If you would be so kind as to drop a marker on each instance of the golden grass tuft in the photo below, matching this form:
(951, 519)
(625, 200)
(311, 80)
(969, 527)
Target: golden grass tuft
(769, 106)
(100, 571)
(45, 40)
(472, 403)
**********
### WORK REQUIRED:
All entries are to be reproduced verbatim, with none omitted.

### ANSWER TO THIS EXERCISE:
If you would be so kind as to drop a marker on each instance of the golden grass tuft in the photo below, matching this form:
(951, 519)
(625, 200)
(311, 80)
(969, 527)
Target: golden grass tuft
(769, 106)
(100, 571)
(45, 40)
(472, 403)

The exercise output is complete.